* [Document extract]:
=====

Inside DSP on Tools: FPGA Tools Bridge Gap Between Algorithm and Implementation

Submitted by BDTI on Wed, 06/15/2005 - 18:30

Increasingly FPGAs are being used to perform signal-processing tasks, particularly in computationally demanding application areas such as video processing and communications. Their massive parallelism often allows FPGAs to handle data rates much higher than what DSPs and general-purpose processors can manage, and in today’s world of rapidly evolving applications and standards FPGAs’ programmability is an advantage over hard-wired solutions. In recent years FPGA vendors have begun to include signal-processing-oriented features such as hard-wired multiplier units in their chips, making FPGAs an even more appealing solution for many DSP applications.

But implementing an algorithm on an FPGA requires much greater design effort compared to a DSP or general-purpose processor. Efficient FPGA implementations involve many subtle design choices and complex tradeoffs. In addition, the languages and tools traditionally used for FPGA design are unfamiliar to most DSP engineers. Fortunately, FPGA vendors and several tools vendors now provide high-level tools aimed at implementing signal processing algorithms on FPGAs while maintaining an intuitive representation of the algorithm. In this article we explore how these offerings help developers meet the challenges of using FPGAs in signal processing applications.

Describing DSP algorithms

Signal processing algorithms are often designed and specified using the The MathWorks’ MATLAB language or via a graphical block diagram language using tools such as The MathWorks’ Simulink. (See “Languages for Signal Processing Software Development” for more on this topic.)

But carefully optimized implementations of signal processing algorithms targeting FPGAs have historically taken the form of RTL code. This code bears little resemblance to the abstract, intuitive block diagram descriptions or MATLAB code.

FPGA vendors and independent tools vendors provide FPGA development tools that help bridge this gap between an intuitive algorithm description and an optimized implementation. Most of these tools rely on the popular Simulink and MATLAB languages to represent signal-processing algorithms and provide features to enable FPGA implementation from these high-level descriptions.

Like most block-diagram languages, Simulink allows users and third-party vendors to provide customized blocks that users can incorporate into algorithm designs. FPGA vendors and FPGA tool vendors typically provide libraries of Simulink blocks representing common signal processing functions such as filters, FFTs, and error correction encoders and decoders. When users develop their algorithms using only these special blocks, the FPGA tools can convert the design into an FPGA implementation. FPGA market leaders Xilinx and Altera both provide such Simulink libraries and associated tools. Xilinx’s offering is System Generator; Altera’s is DSP Builder.

Third-party tools such as Synplicity’s Synplify DSP follow the same trend, but provide technology independence: Synplify DSP can target any FPGA or ASIC from its Simulink block library, while tools from Xilinx and Altera are specific to these vendors’ chips. Rather than providing its own custom block libraries, FPGA vendor Lattice Semiconductor relies on Synplify DSP to support implementation on its FPGA devices from a Simulink-based design.

Graphical block diagram languages have their advantages, but some algorithm developers prefer to use the MATLAB language for its powerful matrix and vector manipulation capabilities. Tool vendor AccelChip provides tools for converting algorithm descriptions in MATLAB into synthesizable RTL code that can easily be implemented in an FPGA or ASIC. AccelChip also provides a link to Xilinx’s Simulink-based System Generator environment, allowing users to convert MATLAB code into a block that can be incorporated into a Simulink block diagram and synthesized with System Generator.

=====

* [Task data]:
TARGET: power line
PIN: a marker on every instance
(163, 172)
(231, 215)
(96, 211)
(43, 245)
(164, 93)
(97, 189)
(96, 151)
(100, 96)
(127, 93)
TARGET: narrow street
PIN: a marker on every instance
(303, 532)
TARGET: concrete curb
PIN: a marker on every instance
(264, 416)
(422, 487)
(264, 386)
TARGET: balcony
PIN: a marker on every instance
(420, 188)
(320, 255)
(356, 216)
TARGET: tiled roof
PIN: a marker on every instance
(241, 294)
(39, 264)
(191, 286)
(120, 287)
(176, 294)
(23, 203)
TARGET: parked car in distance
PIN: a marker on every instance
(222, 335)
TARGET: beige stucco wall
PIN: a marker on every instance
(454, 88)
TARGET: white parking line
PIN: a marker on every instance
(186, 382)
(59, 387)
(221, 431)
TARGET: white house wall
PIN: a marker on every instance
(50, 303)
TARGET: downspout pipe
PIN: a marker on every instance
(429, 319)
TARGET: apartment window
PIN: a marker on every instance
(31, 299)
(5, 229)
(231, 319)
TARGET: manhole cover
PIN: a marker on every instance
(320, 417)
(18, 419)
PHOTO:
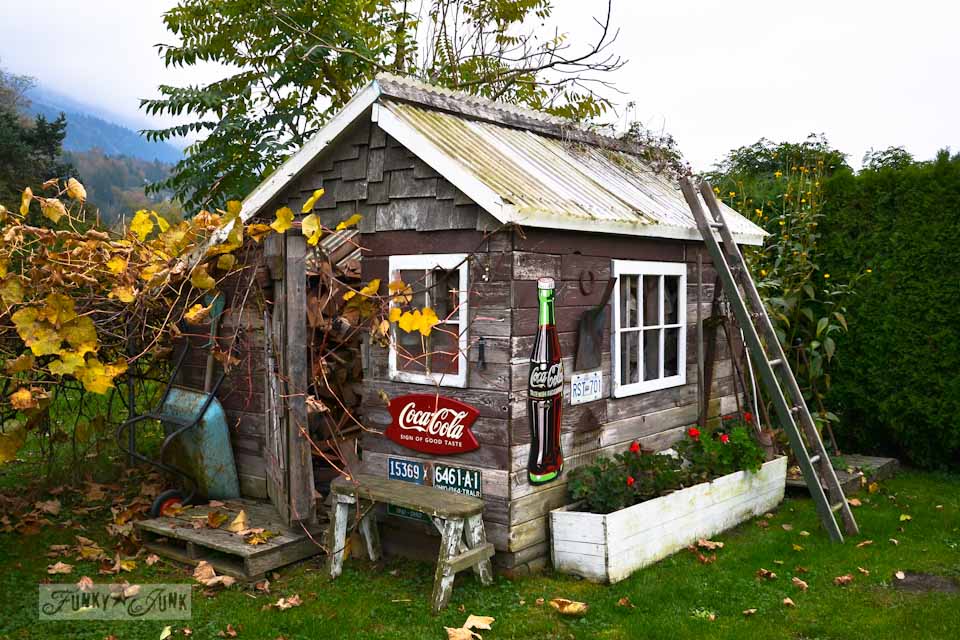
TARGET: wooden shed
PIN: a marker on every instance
(481, 199)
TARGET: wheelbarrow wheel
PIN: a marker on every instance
(166, 500)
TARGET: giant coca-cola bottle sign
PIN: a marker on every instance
(432, 424)
(545, 392)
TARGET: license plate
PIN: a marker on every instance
(408, 471)
(586, 387)
(458, 480)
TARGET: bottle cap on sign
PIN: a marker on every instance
(545, 283)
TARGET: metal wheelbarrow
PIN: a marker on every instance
(196, 446)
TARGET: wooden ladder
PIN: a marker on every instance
(771, 362)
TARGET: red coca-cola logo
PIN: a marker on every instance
(432, 424)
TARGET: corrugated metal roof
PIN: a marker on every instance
(552, 182)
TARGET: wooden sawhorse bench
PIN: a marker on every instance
(459, 519)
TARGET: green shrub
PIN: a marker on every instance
(635, 476)
(898, 384)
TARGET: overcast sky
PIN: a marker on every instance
(716, 75)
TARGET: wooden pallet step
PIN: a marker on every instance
(177, 538)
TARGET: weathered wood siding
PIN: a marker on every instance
(242, 391)
(606, 426)
(408, 208)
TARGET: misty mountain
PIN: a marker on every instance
(90, 127)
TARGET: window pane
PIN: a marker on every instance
(444, 347)
(410, 354)
(651, 354)
(671, 352)
(628, 301)
(671, 300)
(444, 294)
(417, 282)
(629, 357)
(651, 300)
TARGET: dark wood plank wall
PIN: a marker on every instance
(606, 426)
(242, 391)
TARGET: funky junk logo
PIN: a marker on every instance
(114, 602)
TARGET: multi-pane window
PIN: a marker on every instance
(437, 281)
(649, 326)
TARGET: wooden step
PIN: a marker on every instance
(177, 538)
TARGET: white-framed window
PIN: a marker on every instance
(649, 329)
(438, 281)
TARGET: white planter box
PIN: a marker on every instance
(609, 547)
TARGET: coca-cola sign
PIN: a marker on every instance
(432, 424)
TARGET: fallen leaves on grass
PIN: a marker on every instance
(569, 607)
(60, 567)
(766, 574)
(286, 603)
(466, 632)
(205, 575)
(49, 506)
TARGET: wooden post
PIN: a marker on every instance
(275, 445)
(295, 345)
(443, 579)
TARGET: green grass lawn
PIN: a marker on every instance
(673, 599)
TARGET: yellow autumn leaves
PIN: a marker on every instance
(310, 226)
(44, 328)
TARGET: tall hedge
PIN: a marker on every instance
(898, 381)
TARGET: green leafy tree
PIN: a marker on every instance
(293, 63)
(30, 149)
(780, 186)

=====

* [What to work on]:
- A) List every line in the records that contains the string "wall".
- B) Extend the article on FPGA signal-processing tools with new prose that picks up right after its final sentence.
The article on FPGA signal-processing tools and the records have no connection to each other.

* [Response list]:
- A)
TARGET: beige stucco wall
TARGET: white house wall
TARGET: dark wood plank wall

- B)
Other tool vendors prefer to use their own languages instead of relying on MATLAB or Simulink. For example, CoWare’s SPW employs its own graphical block diagram language. SPW is oriented toward system-level design, where different portions of the system—such as a channel equalizer or error correction coder—may be implemented using different technologies, such as FPGAs, DSPs, or ASICs.

Since tools based on MATLAB or graphical block diagram languages rely on libraries of common DSP blocks, typically they are only effective in applications that are built primarily from common DSP functions.

The C language is also commonly used to describe DSP algorithms, particularly in standards-based applications. For example, C reference code is available for video compression standards such as MPEG-4 and H.264. Tools from vendors such as Celoxica assist designers in converting C code to an optimized FPGA implementation.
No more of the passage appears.